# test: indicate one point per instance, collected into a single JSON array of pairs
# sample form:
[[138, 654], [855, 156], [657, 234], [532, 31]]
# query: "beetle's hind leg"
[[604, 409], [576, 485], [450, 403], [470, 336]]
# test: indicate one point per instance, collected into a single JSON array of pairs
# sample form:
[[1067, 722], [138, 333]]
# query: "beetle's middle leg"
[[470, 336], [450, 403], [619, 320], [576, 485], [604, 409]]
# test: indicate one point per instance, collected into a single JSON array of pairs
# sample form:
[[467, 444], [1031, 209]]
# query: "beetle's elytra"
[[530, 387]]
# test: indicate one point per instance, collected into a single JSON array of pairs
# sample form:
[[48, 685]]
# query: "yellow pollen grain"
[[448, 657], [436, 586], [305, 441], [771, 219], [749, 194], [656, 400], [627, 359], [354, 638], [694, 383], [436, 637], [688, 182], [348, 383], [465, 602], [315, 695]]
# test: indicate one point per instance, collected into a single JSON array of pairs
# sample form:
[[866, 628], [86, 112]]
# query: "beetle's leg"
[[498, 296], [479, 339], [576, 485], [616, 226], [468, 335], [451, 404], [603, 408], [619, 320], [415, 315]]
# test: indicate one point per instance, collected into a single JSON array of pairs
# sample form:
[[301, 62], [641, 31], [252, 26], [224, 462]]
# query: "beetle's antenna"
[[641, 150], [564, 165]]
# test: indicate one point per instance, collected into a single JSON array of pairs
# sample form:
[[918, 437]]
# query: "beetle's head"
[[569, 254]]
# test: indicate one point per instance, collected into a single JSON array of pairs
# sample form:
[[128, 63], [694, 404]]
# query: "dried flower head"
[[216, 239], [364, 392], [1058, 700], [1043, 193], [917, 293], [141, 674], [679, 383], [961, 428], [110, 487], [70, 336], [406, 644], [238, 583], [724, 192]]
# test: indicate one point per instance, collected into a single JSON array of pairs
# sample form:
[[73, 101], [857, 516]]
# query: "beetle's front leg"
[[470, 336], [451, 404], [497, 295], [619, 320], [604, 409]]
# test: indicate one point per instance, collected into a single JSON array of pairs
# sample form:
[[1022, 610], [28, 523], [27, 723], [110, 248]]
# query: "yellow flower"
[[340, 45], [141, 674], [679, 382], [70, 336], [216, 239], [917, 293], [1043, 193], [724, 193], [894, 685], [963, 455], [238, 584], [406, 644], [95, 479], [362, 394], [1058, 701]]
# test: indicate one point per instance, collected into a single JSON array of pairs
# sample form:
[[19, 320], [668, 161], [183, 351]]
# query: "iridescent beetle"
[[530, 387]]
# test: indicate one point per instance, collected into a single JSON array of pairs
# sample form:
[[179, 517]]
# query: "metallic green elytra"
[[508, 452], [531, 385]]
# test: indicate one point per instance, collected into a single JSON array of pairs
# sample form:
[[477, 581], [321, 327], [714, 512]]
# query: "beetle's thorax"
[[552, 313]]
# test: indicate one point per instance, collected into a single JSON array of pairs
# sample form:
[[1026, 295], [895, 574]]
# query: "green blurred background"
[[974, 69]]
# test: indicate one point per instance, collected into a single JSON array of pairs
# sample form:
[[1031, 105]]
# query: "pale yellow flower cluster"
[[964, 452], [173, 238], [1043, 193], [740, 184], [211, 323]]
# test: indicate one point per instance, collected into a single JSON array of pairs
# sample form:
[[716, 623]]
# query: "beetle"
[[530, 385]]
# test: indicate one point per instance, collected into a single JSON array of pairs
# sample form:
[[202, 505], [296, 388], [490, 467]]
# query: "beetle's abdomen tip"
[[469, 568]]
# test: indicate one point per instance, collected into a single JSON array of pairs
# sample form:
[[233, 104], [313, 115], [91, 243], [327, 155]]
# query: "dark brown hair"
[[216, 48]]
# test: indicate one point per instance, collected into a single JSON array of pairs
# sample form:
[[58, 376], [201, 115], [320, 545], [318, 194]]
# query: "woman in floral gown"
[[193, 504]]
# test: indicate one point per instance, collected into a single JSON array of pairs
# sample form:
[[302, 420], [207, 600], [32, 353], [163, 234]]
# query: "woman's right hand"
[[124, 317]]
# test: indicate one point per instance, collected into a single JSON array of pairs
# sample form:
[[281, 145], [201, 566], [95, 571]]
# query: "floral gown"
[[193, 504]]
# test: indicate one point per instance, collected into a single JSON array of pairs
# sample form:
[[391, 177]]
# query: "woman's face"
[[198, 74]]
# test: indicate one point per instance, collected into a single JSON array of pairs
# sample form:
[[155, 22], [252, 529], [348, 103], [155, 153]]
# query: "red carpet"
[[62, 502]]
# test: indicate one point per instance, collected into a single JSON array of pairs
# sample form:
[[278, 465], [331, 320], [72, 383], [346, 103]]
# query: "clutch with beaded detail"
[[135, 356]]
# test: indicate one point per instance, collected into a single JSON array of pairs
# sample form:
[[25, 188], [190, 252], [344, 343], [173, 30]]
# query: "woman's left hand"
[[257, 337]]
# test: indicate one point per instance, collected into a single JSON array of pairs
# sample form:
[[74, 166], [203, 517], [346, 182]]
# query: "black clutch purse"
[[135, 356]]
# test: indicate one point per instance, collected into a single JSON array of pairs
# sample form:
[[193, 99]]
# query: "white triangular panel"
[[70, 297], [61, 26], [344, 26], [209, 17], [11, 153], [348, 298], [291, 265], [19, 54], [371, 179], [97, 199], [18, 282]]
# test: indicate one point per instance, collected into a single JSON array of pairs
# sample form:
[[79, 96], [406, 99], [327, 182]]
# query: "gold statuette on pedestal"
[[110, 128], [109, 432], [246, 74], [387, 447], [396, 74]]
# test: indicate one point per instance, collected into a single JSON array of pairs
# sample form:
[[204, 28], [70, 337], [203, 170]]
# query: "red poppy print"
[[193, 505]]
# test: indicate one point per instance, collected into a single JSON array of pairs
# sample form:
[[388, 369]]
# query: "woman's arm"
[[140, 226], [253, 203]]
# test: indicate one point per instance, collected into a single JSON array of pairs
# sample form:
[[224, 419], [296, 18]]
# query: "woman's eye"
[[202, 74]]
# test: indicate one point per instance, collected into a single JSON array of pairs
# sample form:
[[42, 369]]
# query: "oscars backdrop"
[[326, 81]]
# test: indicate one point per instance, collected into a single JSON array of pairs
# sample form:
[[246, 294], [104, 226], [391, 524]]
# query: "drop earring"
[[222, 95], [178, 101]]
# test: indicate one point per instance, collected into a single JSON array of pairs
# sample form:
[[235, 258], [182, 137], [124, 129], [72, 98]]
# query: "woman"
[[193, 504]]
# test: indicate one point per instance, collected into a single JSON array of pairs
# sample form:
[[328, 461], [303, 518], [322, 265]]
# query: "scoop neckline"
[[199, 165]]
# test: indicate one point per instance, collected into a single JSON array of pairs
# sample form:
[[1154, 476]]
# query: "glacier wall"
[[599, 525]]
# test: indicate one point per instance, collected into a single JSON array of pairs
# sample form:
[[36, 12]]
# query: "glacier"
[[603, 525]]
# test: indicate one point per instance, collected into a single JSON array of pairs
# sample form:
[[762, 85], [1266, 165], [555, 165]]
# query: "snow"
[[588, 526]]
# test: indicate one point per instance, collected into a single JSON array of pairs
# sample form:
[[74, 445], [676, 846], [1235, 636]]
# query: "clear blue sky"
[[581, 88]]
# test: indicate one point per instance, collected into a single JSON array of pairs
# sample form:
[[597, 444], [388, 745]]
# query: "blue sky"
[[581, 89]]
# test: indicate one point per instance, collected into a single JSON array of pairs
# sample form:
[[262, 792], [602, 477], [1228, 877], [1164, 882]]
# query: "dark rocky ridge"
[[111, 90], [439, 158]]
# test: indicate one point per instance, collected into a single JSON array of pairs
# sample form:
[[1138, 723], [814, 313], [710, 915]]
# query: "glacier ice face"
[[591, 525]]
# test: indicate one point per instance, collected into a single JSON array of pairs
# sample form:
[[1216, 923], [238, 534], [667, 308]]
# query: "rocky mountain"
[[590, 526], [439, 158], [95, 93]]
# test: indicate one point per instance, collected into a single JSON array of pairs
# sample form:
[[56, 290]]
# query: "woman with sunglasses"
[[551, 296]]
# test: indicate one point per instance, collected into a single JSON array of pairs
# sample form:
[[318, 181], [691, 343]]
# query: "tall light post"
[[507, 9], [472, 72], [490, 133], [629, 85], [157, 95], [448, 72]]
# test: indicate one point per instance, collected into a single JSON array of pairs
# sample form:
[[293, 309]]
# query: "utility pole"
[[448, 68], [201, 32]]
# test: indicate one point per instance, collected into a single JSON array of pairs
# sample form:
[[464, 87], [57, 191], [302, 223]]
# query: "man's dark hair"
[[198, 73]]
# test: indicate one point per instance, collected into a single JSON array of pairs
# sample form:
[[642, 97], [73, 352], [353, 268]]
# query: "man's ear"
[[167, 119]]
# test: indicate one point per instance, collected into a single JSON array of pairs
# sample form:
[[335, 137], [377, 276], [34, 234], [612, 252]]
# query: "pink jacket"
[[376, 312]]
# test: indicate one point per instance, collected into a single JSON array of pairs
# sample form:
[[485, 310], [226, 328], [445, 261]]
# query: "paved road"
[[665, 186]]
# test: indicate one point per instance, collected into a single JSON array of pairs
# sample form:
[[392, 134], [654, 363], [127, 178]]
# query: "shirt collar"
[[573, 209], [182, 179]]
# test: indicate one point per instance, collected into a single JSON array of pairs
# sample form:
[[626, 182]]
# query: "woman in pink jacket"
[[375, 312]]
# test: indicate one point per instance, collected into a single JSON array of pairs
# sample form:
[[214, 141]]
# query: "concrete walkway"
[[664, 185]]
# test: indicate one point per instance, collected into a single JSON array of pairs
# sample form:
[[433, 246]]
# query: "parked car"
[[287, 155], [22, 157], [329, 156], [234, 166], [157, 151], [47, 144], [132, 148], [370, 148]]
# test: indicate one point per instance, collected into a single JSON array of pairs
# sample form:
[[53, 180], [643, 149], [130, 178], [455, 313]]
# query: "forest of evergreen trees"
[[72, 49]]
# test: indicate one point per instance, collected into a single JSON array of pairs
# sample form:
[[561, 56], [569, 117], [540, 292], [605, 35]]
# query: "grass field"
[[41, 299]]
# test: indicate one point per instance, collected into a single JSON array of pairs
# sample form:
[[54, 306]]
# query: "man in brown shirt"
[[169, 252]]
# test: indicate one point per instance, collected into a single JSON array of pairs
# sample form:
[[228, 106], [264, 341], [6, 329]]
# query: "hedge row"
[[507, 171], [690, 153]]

——

- PROBLEM REQUIREMENTS -
Pick out and copy every line of the data above that contains the word "head".

- WRITTEN RESPONSE -
# query: "beetle's head"
# query: "dried flower head"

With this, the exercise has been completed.